AIM: Format the lines of the entries below as a numbered list, starting at the line that contains "If you could pick out the dugout" and continuing through the last line of the entries. Leave out any blank lines.

[Dataset entries on object locations]
_ _ _

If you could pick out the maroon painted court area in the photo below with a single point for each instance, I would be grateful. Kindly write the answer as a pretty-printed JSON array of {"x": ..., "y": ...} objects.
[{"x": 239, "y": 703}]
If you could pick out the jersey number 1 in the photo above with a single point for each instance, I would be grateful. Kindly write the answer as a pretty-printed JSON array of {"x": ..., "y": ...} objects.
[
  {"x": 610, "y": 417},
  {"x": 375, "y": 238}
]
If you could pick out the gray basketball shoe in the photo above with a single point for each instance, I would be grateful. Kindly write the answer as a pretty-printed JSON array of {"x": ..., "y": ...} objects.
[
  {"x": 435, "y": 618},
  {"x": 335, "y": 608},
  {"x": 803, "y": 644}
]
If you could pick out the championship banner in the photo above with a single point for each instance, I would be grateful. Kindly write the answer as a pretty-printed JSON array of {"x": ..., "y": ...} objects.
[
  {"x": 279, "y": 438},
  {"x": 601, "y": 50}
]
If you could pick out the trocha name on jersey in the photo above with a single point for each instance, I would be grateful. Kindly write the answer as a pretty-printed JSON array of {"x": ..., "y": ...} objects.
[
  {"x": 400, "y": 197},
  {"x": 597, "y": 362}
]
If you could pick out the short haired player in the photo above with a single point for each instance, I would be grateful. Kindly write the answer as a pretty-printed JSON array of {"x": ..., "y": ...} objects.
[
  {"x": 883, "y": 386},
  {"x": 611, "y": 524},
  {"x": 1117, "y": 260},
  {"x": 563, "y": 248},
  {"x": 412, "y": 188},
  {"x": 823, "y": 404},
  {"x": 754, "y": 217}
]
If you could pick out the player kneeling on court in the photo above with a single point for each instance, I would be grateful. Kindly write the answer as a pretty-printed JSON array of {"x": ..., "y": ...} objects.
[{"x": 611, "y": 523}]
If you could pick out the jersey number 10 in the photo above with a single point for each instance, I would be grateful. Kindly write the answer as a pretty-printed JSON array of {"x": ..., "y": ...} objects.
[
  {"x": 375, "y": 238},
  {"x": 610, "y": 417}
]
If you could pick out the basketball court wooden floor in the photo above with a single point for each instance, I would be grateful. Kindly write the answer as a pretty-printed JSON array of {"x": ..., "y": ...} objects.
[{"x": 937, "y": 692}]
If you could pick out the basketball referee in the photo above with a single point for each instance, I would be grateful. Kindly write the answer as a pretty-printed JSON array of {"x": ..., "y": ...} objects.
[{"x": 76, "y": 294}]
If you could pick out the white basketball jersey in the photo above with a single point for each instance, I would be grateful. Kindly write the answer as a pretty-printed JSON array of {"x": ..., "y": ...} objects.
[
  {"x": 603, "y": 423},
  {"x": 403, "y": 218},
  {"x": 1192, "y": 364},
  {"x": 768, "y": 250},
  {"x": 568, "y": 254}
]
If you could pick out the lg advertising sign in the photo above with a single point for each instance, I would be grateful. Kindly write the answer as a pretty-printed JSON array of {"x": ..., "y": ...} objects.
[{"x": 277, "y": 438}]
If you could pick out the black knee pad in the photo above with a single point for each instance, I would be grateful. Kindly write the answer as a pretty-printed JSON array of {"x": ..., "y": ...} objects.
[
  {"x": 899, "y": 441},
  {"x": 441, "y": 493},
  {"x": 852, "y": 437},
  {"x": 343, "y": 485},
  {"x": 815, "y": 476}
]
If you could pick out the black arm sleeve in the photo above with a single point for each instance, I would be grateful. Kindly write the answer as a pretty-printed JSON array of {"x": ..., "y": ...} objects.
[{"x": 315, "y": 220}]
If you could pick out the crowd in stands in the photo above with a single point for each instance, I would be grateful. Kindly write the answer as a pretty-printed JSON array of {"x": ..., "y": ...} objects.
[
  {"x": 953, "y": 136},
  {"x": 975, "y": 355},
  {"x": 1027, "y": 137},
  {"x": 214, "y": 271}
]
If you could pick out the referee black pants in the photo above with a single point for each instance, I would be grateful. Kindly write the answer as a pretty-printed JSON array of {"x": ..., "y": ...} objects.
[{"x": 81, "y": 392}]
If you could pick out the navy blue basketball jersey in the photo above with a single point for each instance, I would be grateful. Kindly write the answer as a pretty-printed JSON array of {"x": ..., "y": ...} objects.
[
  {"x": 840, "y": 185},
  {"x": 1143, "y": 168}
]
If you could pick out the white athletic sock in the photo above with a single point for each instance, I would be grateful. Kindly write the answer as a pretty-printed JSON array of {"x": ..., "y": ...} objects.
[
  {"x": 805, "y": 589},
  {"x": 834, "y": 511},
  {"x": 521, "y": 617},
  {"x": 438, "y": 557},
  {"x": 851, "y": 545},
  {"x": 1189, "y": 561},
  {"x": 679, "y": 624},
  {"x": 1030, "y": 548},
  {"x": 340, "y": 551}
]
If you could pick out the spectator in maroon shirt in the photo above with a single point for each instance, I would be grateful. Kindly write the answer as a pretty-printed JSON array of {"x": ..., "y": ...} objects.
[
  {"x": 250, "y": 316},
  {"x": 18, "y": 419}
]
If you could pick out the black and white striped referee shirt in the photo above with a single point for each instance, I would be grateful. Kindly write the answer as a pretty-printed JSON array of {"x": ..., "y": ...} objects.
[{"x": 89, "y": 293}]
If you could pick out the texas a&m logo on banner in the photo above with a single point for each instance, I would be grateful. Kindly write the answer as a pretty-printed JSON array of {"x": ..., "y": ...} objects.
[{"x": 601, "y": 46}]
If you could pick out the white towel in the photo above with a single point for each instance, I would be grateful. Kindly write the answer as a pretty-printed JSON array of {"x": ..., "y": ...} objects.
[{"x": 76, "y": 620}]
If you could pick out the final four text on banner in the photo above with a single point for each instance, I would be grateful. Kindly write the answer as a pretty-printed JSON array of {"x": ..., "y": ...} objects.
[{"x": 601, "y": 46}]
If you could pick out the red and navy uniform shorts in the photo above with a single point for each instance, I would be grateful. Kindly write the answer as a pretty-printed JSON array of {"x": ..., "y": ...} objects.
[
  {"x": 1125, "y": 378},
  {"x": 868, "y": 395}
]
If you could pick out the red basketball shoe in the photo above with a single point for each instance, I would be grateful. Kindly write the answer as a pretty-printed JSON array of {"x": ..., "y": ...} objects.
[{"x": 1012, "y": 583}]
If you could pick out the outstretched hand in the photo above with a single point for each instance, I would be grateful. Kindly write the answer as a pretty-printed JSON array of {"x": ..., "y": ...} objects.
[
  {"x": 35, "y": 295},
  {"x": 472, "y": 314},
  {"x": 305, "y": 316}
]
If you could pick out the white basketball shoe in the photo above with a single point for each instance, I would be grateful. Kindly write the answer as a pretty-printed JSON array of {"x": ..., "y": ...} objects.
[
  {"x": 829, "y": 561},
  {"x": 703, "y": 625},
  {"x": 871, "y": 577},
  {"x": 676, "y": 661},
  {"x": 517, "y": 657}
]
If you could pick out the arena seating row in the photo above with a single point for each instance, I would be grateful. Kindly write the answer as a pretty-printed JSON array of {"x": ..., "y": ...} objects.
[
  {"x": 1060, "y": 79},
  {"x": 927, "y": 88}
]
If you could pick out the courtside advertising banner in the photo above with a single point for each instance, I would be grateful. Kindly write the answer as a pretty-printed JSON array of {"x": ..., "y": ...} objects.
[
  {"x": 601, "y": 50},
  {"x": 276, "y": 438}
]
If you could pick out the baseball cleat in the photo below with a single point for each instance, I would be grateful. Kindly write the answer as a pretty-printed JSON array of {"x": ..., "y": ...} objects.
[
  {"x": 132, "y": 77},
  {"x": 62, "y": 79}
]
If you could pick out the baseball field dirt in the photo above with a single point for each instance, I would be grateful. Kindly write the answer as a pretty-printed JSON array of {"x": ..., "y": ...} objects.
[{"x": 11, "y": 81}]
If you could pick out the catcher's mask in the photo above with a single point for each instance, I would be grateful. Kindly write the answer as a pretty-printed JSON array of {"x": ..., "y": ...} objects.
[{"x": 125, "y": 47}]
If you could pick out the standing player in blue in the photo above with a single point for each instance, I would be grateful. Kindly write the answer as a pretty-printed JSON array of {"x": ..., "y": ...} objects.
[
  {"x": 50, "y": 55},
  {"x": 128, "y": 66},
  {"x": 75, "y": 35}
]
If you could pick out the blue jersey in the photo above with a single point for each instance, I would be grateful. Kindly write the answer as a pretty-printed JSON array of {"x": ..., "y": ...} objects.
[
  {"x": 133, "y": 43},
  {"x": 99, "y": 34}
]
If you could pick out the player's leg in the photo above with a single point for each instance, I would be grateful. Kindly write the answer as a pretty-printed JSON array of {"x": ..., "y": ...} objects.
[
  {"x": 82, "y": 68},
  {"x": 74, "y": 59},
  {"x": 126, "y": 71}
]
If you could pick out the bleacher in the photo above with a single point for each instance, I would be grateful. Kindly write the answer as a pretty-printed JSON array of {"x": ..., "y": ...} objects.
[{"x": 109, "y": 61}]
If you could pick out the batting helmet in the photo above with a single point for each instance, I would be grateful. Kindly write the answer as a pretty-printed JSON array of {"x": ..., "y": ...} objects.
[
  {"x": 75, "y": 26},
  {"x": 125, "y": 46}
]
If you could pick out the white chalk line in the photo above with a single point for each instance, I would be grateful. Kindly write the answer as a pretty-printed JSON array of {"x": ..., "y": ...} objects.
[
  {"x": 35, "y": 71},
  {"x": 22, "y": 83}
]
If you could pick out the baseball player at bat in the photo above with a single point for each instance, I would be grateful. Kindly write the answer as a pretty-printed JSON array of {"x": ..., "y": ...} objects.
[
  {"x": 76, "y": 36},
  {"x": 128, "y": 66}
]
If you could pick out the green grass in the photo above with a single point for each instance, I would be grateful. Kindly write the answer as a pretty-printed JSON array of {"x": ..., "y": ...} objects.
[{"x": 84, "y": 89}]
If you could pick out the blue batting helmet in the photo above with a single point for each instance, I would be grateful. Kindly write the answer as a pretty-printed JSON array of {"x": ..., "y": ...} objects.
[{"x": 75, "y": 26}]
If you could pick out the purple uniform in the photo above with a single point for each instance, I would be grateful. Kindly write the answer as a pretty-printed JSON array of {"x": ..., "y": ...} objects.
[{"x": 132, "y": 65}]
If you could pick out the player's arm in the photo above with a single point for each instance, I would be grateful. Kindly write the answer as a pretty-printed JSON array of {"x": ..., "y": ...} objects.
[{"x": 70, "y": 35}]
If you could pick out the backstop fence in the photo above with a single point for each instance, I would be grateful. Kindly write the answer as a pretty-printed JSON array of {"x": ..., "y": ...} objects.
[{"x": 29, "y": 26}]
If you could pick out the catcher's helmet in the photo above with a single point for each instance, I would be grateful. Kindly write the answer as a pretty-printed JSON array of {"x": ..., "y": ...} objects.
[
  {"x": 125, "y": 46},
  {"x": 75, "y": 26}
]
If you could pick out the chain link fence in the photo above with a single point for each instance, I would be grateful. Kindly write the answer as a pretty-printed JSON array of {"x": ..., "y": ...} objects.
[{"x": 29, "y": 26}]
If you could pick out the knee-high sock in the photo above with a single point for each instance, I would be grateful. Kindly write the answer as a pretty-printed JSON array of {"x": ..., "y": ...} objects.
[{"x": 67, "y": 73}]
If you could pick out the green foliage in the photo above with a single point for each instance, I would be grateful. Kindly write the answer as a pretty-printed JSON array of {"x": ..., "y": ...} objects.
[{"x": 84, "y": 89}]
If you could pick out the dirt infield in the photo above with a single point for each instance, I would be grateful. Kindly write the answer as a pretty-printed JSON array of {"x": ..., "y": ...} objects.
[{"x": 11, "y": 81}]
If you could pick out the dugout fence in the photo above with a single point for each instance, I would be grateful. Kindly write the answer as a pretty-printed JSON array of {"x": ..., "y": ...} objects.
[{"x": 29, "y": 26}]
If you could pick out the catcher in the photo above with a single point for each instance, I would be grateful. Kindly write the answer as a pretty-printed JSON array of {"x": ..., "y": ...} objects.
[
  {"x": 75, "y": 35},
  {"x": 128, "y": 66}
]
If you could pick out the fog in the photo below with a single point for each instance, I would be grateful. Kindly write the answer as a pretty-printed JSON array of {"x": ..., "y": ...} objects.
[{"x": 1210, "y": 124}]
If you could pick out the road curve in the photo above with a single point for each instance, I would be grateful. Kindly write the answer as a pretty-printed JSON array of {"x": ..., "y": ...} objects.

_ _ _

COMPLETE RESPONSE:
1. If you could pick out the dugout fence in the photo above with a single point for each instance, I would be grateful. Kindly write the answer as a pretty-printed JSON array of {"x": ..., "y": ...} objects.
2. [{"x": 29, "y": 26}]
3. If you could pick out the catcher in the photo above with a single point for each instance, I would be grateful. Kindly write the answer as a pretty-printed JSON array of {"x": ..., "y": ...} objects.
4. [
5.   {"x": 75, "y": 35},
6.   {"x": 128, "y": 66}
7. ]
8. If you could pick out the fog in the photo below with a single point for each instance, I would be grateful. Kindly write the answer as a pretty-printed JSON array of {"x": ..., "y": ...} objects.
9. [{"x": 1210, "y": 124}]
10. If you could pick out the road curve in the photo above with a single point for each instance, I would be grateful. Kindly write the answer as a pretty-printed JSON array of {"x": ..., "y": ...} objects.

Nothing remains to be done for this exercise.